_Enunciato del problema_
Nel brano mostrato, a che ora è uscita dall'ambulatorio la signora che vi era entrata due ore prima?

_Brano mostrato_
★ ★ ★ ★ ★

Comunque, finalmente, la dottoressa si era decisa a rientrare nella sua camera, dove l’aveva seguita una sedicente proprietaria dell’ambulatorio, alla quale si era dovuto fare notare l’inidoneità del suo interferire che, se mai, avrebbe dovuto riguardare il comportamento indicibile e le esternazioni della dottoressa di cui si era propagata l’eco nei corridoi dove era andata girovagando a fare “teatrino” invece di prestare il dovuto servizio ai pazienti, trascurati da ore.

Nel frattempo, alle h. 11,55, era uscita dall’ambulatorio proprio la signora che vi era entrata esattamente due ore prima e si giustificava che non era dipeso da lei l’essere rimasta la prima e l’unica persona ricevuta sino allora, avendo confermato che suo padre, di cui riferiva anche il nome, si trovava ricoverato in Ospedale.

★ ★ ★ ★ ★

_Elenco fornito_
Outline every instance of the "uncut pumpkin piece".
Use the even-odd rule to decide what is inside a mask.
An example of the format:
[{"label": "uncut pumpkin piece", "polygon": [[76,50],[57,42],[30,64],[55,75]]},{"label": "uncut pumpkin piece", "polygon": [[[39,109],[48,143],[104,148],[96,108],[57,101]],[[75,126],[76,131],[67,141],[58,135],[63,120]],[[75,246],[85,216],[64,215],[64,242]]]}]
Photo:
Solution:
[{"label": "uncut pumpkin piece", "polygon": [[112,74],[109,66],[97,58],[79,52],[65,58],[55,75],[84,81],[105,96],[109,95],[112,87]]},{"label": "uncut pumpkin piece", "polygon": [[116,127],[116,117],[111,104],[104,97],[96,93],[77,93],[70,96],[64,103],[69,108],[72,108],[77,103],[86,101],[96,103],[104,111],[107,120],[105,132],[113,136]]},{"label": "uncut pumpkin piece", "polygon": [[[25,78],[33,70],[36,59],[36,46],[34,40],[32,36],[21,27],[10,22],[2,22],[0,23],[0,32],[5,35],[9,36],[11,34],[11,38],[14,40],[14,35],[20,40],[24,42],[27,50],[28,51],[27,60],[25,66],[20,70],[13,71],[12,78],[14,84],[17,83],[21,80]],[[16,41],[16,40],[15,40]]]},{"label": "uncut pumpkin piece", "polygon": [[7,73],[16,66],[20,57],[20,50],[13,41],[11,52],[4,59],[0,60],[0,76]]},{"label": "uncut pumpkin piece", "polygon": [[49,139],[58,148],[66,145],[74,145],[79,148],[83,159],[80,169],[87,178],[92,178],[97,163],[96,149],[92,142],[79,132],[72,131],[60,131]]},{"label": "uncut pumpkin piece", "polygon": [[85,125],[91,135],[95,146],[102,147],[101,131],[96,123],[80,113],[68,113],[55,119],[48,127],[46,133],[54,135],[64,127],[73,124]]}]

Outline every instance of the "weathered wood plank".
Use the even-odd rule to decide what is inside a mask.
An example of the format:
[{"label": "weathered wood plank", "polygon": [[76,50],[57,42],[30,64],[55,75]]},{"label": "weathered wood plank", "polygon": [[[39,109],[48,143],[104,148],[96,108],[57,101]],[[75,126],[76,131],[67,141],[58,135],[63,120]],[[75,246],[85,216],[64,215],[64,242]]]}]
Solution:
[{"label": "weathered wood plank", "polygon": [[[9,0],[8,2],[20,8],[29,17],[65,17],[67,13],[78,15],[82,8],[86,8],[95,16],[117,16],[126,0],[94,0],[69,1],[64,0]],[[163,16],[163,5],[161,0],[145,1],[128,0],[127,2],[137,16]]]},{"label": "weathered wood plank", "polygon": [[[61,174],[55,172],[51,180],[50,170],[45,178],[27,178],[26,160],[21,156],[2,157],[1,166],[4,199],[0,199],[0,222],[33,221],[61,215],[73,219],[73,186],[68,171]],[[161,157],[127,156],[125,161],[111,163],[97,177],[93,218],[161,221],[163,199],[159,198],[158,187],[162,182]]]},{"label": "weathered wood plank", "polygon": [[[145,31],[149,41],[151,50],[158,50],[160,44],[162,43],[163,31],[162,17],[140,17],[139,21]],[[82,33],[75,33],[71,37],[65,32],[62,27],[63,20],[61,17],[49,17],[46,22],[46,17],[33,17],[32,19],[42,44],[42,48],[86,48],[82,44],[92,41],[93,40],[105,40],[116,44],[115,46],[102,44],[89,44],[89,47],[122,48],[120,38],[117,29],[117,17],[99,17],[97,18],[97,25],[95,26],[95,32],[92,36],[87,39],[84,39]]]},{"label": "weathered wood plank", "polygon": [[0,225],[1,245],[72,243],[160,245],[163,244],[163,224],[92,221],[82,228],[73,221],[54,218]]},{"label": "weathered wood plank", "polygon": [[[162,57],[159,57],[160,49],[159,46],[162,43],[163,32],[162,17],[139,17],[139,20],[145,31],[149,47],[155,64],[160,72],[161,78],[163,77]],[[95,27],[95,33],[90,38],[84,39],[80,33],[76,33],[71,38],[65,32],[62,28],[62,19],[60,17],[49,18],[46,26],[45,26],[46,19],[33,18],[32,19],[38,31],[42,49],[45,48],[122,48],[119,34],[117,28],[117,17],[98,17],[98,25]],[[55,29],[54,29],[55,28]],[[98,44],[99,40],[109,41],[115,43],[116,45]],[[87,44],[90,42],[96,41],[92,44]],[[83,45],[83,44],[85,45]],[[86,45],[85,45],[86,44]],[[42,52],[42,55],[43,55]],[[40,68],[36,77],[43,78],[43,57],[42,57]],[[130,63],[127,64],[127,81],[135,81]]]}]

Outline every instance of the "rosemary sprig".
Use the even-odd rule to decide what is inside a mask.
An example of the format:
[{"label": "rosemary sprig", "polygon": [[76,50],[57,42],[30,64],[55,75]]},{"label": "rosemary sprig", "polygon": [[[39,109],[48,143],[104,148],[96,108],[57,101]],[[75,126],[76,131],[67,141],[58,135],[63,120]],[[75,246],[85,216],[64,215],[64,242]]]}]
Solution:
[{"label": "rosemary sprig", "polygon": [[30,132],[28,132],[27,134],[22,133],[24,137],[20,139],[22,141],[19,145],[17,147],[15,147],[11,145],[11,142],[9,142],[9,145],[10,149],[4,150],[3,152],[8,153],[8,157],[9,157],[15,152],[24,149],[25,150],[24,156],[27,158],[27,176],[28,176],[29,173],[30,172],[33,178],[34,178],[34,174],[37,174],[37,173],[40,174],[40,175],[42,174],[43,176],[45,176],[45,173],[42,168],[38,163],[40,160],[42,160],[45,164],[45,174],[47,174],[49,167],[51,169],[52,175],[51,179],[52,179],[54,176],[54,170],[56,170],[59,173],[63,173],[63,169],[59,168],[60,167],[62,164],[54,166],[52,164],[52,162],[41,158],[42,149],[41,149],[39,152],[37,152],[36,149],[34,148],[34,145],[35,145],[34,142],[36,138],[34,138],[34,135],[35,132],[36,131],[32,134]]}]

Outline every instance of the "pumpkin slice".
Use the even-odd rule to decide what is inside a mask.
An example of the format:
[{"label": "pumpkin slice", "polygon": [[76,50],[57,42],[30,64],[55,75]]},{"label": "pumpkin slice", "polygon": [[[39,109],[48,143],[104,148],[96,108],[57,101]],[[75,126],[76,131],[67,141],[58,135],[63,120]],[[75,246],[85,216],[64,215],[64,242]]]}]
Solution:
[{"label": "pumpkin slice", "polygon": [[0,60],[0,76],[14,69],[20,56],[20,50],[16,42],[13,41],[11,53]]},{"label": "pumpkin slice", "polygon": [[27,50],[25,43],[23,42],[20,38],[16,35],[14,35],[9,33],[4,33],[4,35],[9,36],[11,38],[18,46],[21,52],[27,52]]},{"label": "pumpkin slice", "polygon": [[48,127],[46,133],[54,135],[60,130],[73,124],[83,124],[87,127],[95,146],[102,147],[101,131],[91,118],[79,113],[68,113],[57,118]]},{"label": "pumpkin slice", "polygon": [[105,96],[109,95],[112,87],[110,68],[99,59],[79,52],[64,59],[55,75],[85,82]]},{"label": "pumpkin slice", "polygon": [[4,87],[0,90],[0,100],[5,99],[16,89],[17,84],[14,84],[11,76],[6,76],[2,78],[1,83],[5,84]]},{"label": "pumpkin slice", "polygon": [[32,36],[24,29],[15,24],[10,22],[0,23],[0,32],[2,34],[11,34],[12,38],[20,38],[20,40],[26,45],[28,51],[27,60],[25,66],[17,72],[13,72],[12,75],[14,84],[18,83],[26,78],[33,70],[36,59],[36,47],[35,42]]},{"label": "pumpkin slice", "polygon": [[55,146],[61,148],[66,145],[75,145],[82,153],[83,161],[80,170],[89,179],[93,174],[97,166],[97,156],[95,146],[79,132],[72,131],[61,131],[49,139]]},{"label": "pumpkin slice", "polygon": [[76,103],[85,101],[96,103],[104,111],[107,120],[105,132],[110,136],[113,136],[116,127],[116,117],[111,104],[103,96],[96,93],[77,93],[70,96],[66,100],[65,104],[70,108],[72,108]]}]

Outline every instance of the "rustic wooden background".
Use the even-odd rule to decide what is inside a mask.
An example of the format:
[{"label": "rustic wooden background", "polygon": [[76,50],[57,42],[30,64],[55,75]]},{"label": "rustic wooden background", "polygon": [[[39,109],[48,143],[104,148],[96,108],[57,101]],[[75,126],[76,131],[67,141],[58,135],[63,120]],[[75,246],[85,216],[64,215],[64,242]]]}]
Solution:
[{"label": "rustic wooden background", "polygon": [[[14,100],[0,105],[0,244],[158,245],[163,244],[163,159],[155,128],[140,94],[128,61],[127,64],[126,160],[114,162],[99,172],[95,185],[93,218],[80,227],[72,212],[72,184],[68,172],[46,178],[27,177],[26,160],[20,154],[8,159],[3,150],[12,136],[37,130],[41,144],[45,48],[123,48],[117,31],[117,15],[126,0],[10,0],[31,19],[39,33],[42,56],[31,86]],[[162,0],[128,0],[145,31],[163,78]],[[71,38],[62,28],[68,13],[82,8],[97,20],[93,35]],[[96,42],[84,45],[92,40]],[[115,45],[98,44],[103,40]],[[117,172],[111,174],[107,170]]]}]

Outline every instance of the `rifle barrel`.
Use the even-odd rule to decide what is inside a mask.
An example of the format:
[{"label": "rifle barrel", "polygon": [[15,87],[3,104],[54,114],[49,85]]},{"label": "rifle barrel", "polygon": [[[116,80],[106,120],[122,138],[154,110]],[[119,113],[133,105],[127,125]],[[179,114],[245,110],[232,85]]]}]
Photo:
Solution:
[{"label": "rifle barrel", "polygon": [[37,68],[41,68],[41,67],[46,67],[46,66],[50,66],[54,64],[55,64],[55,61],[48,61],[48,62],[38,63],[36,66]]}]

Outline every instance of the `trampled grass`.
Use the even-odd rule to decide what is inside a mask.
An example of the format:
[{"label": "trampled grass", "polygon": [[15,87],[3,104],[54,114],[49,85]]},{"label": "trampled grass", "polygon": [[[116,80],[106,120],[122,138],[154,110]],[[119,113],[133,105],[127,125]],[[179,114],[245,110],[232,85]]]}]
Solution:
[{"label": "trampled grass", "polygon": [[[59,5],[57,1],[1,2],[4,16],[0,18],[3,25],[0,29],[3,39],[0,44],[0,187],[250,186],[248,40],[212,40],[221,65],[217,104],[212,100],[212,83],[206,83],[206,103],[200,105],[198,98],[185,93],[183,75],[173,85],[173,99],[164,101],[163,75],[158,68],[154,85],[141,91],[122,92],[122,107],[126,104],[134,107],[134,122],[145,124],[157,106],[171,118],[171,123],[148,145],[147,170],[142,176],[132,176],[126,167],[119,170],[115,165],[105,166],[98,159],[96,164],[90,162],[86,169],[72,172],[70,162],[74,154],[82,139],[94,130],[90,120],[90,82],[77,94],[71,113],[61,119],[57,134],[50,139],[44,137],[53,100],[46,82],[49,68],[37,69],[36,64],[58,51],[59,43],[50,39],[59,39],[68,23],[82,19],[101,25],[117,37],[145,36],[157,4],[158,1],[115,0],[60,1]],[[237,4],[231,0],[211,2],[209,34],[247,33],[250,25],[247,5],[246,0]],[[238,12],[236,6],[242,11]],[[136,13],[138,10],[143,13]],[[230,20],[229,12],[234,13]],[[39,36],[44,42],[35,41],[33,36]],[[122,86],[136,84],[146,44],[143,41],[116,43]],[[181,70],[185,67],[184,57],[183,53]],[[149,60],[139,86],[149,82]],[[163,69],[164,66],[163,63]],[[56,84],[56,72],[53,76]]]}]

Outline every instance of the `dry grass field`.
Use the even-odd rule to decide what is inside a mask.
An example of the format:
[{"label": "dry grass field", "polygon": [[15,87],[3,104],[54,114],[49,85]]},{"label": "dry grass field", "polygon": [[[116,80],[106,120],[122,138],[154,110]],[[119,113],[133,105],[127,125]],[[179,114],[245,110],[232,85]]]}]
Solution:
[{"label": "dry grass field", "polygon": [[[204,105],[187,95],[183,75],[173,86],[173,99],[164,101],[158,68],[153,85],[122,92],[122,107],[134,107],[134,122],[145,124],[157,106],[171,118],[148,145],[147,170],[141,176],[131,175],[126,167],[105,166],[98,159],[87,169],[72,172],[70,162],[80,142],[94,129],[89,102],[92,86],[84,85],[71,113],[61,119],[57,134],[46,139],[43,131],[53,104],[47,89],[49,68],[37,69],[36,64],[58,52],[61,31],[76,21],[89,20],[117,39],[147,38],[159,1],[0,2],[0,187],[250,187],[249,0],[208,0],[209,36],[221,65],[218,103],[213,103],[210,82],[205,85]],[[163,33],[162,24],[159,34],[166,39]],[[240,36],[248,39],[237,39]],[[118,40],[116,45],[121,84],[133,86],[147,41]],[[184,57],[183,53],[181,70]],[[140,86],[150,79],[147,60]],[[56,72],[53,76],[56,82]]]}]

★ ★ ★ ★ ★

_Compito svolto_
Alle 11,55.